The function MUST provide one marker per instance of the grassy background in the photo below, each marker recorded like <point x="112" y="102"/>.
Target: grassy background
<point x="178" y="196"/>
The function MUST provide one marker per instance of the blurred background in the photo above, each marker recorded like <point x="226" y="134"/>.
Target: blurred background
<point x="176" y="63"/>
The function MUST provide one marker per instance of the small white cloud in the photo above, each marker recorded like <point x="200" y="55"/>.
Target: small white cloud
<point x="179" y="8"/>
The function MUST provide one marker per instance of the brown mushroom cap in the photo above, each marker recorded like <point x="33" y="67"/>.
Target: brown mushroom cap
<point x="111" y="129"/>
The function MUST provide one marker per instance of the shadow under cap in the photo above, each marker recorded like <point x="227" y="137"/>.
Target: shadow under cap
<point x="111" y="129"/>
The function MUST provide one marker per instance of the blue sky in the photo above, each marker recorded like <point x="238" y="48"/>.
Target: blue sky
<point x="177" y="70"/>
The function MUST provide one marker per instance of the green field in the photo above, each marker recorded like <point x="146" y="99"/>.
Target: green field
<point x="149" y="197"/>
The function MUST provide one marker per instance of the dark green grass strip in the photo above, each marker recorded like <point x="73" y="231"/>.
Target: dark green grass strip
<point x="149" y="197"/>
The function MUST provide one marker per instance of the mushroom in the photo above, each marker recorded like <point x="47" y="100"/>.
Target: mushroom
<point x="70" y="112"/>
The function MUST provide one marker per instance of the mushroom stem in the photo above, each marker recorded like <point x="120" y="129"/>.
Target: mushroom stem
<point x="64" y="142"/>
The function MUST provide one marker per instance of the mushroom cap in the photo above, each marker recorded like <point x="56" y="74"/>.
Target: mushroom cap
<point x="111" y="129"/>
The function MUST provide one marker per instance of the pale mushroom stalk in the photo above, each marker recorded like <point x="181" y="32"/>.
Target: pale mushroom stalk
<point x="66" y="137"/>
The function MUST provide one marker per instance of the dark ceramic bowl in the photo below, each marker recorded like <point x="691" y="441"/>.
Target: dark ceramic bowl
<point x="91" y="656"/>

◇ ◇ ◇ ◇ ◇ ◇ ◇

Activity: Give the number of lines in the records that hold the word "below", with no other words.

Answer for this exercise: 2